Text passage:
The Morning Walkthrough is a set of links to Boston Celtics articles throughout the internet, designed to get your day started the right way.
Chris Forsberg, ESPN Boston – “If the Celtics learned anything last season, it’s that regular-season success is not a foolproof measure of postseason potential. But don’t misinterpret that mindset. Rivers has gone out of his way to stress that Boston won’t be satisfied to do what it did last year, playing .500 basketball over the final four months of the season, then flipping a switch while marching to the cusp of an NBA title. No, the Celtics covet as much regular-season success as they can get this season. And their quest began Tuesday. ‘Some of the things [Rivers] stressed [at a team dinner Monday] was that we can’t turn it on like we did last year,’ Celtics forward Kevin Garnett said. ‘There has to be more consistency, so that’s our primary focus, being consistent.’
Julian Benbow, Boston Globe – “After just one practice, that communication was the first thing that stuck out to Jermaine O’Neal. ‘One thing I saw today was that we are able to talk through everything, no matter what it is,’ he said. ‘If you make a mistake, we have so many veteran guys out here that can make up for the mistake that it works out in the long run. I knew about it, I played against it, I knew how they played. It was very physical, very direct. Everybody has to be on the same page for it to work and we hold everybody to a certain standard.’ It’s only one day, but Garnett said he and Jermaine O’Neal had chemistry. ‘J.O. and I haven’t played basketball with each other, but it felt like we have played with each other, if that makes any sense,’ Garnett said. ‘Just communication and our schemes. I think Jermaine’s going to find out things are a little more simple with the fact that we do help each other. We do share the ball here, and if a guy has it going, then we try to milk that guy. With the veterans that we have, it’s about consolidating the ball and making sure we’re consistent.”
A. Sherrod Blakely, CSNNE – “Filling in for an injured Kendrick Perkins, Jermaine provides the Celtics with a better option offensively. ‘He has great hands,’ Rajon Rondo told CSNNE.com. ‘I made a couple of bad passes, but he made some great plays in catching the ball.’ O’Neal has indeed shown the ability to score in the NBA, but he’s also proven himself to be a solid defender as well. Still, no one has a true sense of how well his skills will fit with the C’s because injuries in recent years have hindered O’Neal from playing at the All-Star level that symbolized most of his time with the Indiana Pacers. ‘You come to a situation like this and you play for one goal,’ O’Neal said. ‘When you’re coming through this league and you do it for so long and things happen, whether it’s injuries or whatever it may be . . . you tend to miss this . . . this good team chemistry, you miss this championship caliber [team], this championship conversation . . . you miss all of it. I really missed it. I don’t have any predetermined thoughts on what I need to be doing. but I’m going to play hard.’”

Parts of the exercise:
#1 In the Celtics roundup, which injured player is Jermaine O'Neal filling in for?
#2 Going by the Celtics roundup, why does no one yet have a true sense of how well O'Neal's skills will fit with the team?
#3 Check each statement against the Celtics roundup and mark it yes or no, quoting the words that decide it.
(a) Rivers stressed that Boston won't be satisfied to repeat what it did last year.
(b) Garnett and O'Neal had played basketball together before.
(c) Rondo said O'Neal made a couple of bad passes.

Data supplied:
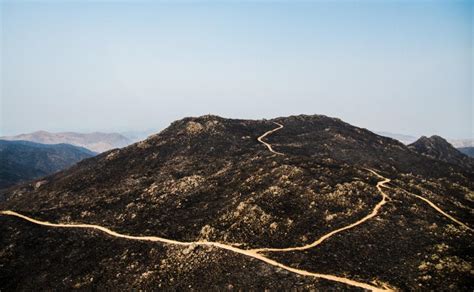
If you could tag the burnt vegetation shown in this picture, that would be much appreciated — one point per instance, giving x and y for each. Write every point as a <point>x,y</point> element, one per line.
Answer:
<point>208,178</point>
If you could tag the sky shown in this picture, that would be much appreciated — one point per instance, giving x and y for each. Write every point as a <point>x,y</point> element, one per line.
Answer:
<point>396,66</point>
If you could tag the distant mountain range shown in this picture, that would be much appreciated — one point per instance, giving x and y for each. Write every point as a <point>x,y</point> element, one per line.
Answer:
<point>408,139</point>
<point>97,142</point>
<point>23,160</point>
<point>438,148</point>
<point>405,139</point>
<point>223,204</point>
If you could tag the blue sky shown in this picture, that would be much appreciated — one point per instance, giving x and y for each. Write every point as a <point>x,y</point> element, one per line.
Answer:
<point>398,66</point>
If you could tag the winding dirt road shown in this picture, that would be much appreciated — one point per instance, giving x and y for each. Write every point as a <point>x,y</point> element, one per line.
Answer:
<point>432,205</point>
<point>248,253</point>
<point>372,214</point>
<point>260,139</point>
<point>256,253</point>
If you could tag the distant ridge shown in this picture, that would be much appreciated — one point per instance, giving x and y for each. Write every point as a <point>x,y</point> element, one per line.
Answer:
<point>437,147</point>
<point>23,160</point>
<point>96,141</point>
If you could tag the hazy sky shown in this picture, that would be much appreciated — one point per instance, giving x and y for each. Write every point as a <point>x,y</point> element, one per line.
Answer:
<point>403,67</point>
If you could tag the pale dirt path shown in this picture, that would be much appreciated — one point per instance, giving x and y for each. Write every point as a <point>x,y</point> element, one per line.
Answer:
<point>280,126</point>
<point>372,214</point>
<point>248,253</point>
<point>438,209</point>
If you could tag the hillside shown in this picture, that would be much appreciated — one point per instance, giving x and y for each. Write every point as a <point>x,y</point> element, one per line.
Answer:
<point>23,161</point>
<point>469,151</point>
<point>301,202</point>
<point>438,148</point>
<point>97,142</point>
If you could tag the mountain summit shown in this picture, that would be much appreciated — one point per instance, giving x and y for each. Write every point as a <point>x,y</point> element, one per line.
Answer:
<point>300,202</point>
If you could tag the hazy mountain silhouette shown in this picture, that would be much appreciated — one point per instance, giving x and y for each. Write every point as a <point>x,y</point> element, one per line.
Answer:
<point>211,179</point>
<point>97,141</point>
<point>22,160</point>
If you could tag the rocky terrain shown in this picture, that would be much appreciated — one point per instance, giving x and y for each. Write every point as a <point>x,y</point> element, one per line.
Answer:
<point>406,225</point>
<point>438,148</point>
<point>96,142</point>
<point>469,151</point>
<point>23,161</point>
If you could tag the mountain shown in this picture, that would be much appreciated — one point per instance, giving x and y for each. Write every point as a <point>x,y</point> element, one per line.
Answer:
<point>469,151</point>
<point>405,139</point>
<point>137,136</point>
<point>460,143</point>
<point>300,202</point>
<point>22,160</point>
<point>437,147</point>
<point>97,142</point>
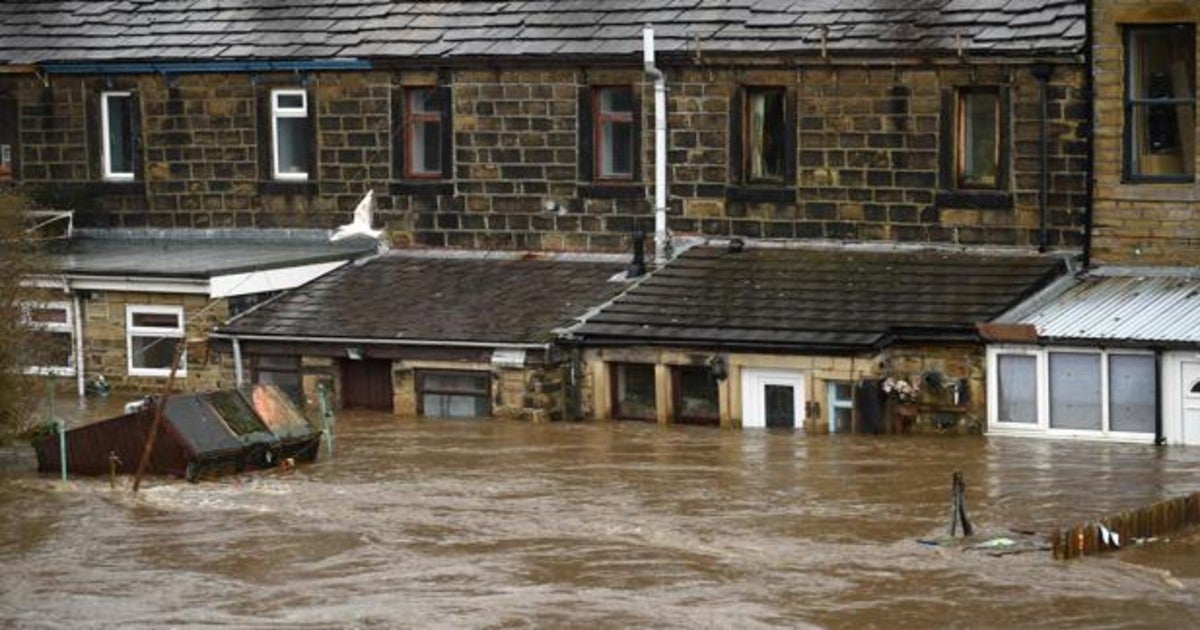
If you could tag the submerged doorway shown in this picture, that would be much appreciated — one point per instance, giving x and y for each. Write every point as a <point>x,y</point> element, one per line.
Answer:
<point>366,384</point>
<point>772,399</point>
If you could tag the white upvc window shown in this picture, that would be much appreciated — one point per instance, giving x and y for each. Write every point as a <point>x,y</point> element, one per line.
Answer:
<point>53,340</point>
<point>1073,393</point>
<point>117,130</point>
<point>289,135</point>
<point>151,334</point>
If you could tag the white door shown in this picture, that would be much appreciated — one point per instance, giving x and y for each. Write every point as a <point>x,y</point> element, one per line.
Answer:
<point>772,399</point>
<point>1191,388</point>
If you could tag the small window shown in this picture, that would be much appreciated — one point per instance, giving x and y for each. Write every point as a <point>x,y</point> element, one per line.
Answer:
<point>1017,389</point>
<point>52,342</point>
<point>423,132</point>
<point>117,136</point>
<point>1159,102</point>
<point>283,372</point>
<point>977,150</point>
<point>696,399</point>
<point>151,334</point>
<point>291,136</point>
<point>459,395</point>
<point>634,391</point>
<point>840,396</point>
<point>613,111</point>
<point>1075,391</point>
<point>766,135</point>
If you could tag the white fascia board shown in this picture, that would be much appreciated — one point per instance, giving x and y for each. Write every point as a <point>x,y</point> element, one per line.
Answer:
<point>268,280</point>
<point>139,285</point>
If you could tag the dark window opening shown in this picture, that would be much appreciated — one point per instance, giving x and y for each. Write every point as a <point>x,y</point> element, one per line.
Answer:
<point>456,395</point>
<point>634,391</point>
<point>1159,132</point>
<point>696,399</point>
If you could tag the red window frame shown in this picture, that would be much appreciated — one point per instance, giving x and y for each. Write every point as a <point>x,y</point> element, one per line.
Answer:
<point>414,118</point>
<point>599,117</point>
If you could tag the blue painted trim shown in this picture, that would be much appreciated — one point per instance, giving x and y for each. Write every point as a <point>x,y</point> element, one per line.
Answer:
<point>186,67</point>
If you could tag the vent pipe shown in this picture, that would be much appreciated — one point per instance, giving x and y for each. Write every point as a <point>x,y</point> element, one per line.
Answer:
<point>661,241</point>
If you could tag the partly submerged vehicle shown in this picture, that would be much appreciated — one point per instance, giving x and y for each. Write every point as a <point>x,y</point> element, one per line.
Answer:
<point>216,432</point>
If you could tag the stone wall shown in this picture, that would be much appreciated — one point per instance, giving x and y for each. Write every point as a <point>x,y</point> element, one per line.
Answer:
<point>1135,222</point>
<point>105,341</point>
<point>868,145</point>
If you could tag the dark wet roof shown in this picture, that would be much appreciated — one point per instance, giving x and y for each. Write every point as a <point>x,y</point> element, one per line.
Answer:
<point>34,31</point>
<point>402,295</point>
<point>198,253</point>
<point>817,299</point>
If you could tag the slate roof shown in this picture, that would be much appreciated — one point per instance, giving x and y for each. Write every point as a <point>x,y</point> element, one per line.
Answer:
<point>138,30</point>
<point>1122,306</point>
<point>813,299</point>
<point>198,253</point>
<point>413,295</point>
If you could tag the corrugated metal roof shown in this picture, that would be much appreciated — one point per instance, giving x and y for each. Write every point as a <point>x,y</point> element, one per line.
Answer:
<point>1123,309</point>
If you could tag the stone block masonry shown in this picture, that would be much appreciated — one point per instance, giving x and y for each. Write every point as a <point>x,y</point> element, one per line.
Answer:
<point>868,149</point>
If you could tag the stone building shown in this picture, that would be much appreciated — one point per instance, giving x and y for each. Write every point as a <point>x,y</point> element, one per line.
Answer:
<point>1114,353</point>
<point>531,126</point>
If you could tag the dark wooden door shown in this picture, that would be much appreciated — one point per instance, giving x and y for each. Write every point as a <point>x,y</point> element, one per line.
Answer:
<point>366,384</point>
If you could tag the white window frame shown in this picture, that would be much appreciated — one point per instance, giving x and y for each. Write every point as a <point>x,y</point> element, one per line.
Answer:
<point>106,141</point>
<point>153,331</point>
<point>286,112</point>
<point>53,327</point>
<point>1043,429</point>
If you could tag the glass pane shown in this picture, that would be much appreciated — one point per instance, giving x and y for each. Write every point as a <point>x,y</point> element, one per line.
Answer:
<point>51,349</point>
<point>1132,402</point>
<point>289,101</point>
<point>1075,391</point>
<point>456,382</point>
<point>979,138</point>
<point>1162,66</point>
<point>1018,389</point>
<point>697,394</point>
<point>293,144</point>
<point>425,147</point>
<point>780,406</point>
<point>454,406</point>
<point>766,135</point>
<point>635,391</point>
<point>48,316</point>
<point>616,101</point>
<point>424,101</point>
<point>154,352</point>
<point>120,145</point>
<point>616,149</point>
<point>156,321</point>
<point>840,421</point>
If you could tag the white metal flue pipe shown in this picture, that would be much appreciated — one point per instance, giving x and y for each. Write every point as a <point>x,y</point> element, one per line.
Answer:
<point>660,147</point>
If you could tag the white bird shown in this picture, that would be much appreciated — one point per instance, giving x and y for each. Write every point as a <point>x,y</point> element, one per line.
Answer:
<point>361,223</point>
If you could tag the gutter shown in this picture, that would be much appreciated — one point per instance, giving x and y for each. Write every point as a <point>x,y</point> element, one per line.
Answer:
<point>192,67</point>
<point>377,341</point>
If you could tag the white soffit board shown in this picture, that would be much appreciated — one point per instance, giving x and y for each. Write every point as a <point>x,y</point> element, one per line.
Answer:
<point>268,280</point>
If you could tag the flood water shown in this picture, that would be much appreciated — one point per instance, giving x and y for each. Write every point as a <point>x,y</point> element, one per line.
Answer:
<point>501,525</point>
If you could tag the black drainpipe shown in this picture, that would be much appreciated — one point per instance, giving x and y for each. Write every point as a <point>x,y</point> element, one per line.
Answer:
<point>1159,438</point>
<point>1090,159</point>
<point>1042,72</point>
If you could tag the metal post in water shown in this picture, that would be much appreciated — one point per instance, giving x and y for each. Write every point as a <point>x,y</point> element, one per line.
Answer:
<point>327,415</point>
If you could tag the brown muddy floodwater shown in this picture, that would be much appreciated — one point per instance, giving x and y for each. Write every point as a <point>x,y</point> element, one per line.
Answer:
<point>459,525</point>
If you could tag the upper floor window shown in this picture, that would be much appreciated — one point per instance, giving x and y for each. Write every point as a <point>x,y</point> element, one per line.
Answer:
<point>977,138</point>
<point>53,337</point>
<point>1159,102</point>
<point>118,136</point>
<point>613,124</point>
<point>766,132</point>
<point>291,135</point>
<point>423,132</point>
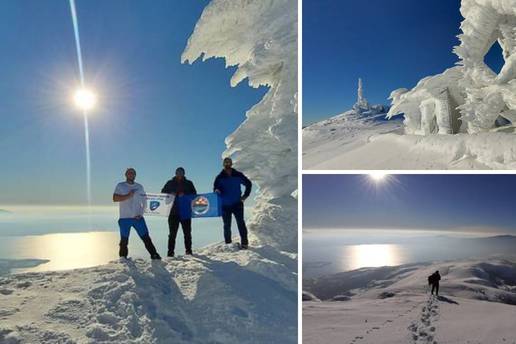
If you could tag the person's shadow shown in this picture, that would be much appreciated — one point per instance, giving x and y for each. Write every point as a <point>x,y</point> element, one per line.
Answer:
<point>447,300</point>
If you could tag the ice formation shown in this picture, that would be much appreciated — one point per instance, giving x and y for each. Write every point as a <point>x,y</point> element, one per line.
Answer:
<point>470,97</point>
<point>264,48</point>
<point>363,107</point>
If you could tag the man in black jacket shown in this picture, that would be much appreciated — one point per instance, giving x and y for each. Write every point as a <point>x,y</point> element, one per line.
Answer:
<point>433,280</point>
<point>179,186</point>
<point>227,185</point>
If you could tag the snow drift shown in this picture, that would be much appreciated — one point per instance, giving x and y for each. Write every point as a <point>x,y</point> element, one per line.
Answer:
<point>260,38</point>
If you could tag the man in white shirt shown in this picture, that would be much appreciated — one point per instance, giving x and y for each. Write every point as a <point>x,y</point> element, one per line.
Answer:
<point>131,198</point>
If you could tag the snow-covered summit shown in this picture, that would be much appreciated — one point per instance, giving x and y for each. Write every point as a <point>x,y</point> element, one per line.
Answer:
<point>363,107</point>
<point>389,305</point>
<point>470,97</point>
<point>219,295</point>
<point>491,279</point>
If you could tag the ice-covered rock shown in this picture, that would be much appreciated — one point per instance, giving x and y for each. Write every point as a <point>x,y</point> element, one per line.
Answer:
<point>470,97</point>
<point>260,38</point>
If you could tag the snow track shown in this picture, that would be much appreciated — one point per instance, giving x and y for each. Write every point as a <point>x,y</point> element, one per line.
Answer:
<point>423,330</point>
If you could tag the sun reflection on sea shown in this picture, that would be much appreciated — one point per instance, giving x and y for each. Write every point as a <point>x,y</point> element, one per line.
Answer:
<point>360,256</point>
<point>70,250</point>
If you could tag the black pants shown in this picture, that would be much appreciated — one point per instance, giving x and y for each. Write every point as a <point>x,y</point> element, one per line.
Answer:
<point>173,226</point>
<point>237,210</point>
<point>435,287</point>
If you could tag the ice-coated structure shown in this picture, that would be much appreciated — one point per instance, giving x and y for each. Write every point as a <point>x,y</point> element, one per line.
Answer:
<point>470,97</point>
<point>363,107</point>
<point>260,38</point>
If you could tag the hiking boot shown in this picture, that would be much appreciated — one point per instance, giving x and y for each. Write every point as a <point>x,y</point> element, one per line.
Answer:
<point>123,251</point>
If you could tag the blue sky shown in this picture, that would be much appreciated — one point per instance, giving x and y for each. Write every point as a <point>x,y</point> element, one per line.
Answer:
<point>390,44</point>
<point>474,203</point>
<point>154,113</point>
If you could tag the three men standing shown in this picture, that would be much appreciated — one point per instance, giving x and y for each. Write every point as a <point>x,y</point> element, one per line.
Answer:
<point>227,184</point>
<point>131,198</point>
<point>179,186</point>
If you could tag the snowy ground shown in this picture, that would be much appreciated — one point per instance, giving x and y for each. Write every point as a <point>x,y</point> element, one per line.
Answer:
<point>220,295</point>
<point>477,304</point>
<point>350,141</point>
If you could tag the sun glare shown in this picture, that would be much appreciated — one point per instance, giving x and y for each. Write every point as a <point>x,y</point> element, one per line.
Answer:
<point>374,255</point>
<point>85,99</point>
<point>377,176</point>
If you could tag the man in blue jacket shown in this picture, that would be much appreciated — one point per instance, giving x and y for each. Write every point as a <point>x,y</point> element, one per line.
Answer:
<point>227,184</point>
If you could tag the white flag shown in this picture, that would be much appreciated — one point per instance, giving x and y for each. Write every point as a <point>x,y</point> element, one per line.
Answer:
<point>158,204</point>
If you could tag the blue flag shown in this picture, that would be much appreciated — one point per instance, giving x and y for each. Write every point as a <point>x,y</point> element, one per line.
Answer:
<point>201,205</point>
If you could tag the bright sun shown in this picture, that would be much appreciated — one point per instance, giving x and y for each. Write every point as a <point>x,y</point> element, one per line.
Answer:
<point>377,176</point>
<point>85,99</point>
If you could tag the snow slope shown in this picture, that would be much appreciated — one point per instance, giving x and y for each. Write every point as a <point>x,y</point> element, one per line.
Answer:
<point>477,304</point>
<point>353,143</point>
<point>326,141</point>
<point>220,295</point>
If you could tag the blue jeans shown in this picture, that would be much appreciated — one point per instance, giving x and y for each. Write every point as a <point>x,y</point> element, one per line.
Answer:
<point>138,224</point>
<point>236,209</point>
<point>143,233</point>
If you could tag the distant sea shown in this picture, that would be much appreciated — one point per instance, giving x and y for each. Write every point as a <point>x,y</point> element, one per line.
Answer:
<point>68,237</point>
<point>323,255</point>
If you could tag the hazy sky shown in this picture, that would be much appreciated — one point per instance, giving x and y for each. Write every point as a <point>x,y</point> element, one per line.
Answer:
<point>476,203</point>
<point>154,113</point>
<point>390,44</point>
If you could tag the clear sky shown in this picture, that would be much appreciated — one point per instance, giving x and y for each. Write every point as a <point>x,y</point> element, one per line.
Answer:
<point>470,203</point>
<point>154,113</point>
<point>390,44</point>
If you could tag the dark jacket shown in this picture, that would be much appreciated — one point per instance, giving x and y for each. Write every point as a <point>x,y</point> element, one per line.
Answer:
<point>229,187</point>
<point>434,278</point>
<point>174,186</point>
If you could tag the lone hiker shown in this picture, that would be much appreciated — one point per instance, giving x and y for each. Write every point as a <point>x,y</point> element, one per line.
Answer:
<point>227,184</point>
<point>179,186</point>
<point>433,280</point>
<point>132,203</point>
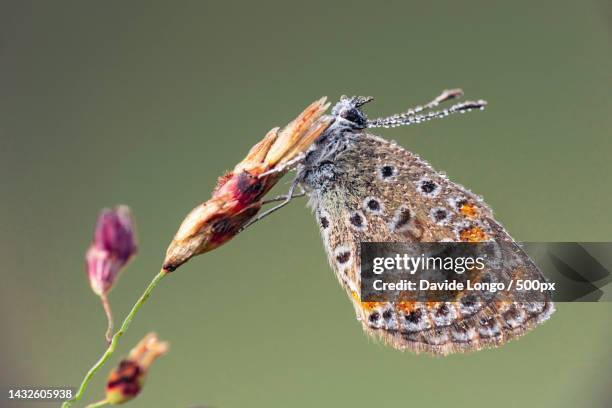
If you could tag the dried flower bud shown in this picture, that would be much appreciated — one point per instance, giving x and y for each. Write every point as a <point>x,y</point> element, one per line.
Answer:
<point>126,381</point>
<point>113,245</point>
<point>238,196</point>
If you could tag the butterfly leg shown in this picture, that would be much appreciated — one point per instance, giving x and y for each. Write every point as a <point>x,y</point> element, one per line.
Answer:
<point>286,199</point>
<point>291,164</point>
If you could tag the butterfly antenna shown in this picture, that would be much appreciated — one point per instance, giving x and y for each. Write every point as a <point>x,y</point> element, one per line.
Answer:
<point>414,118</point>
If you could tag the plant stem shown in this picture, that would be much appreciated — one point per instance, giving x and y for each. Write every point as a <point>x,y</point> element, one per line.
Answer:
<point>113,344</point>
<point>97,404</point>
<point>109,318</point>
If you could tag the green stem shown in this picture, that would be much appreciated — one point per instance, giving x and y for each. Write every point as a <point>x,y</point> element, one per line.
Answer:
<point>97,404</point>
<point>109,318</point>
<point>113,344</point>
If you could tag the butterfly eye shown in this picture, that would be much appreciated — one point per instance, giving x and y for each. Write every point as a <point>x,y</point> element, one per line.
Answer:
<point>386,172</point>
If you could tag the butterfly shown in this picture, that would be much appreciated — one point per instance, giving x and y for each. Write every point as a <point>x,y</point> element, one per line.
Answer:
<point>364,188</point>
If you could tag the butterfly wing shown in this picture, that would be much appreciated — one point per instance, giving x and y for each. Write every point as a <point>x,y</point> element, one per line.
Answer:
<point>374,190</point>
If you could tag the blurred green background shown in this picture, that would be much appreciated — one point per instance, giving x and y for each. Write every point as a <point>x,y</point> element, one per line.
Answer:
<point>147,103</point>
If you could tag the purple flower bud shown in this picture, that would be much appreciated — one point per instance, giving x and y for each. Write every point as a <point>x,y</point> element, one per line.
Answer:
<point>113,245</point>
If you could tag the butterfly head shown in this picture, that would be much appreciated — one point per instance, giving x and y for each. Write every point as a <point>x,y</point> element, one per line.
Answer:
<point>347,111</point>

Expected responses:
#1 Kendrick Perkins

#2 Injuries in recent years have kept O'Neal from playing at the All-Star level that marked most of his time with the Indiana Pacers.

#3
(a) Yes: "Rivers has gone out of his way to stress that Boston won’t be satisfied to do what it did last year"
(b) No: "J.O. and I haven’t played basketball with each other"
(c) No: "I made a couple of bad passes, but he made some great plays in catching the ball."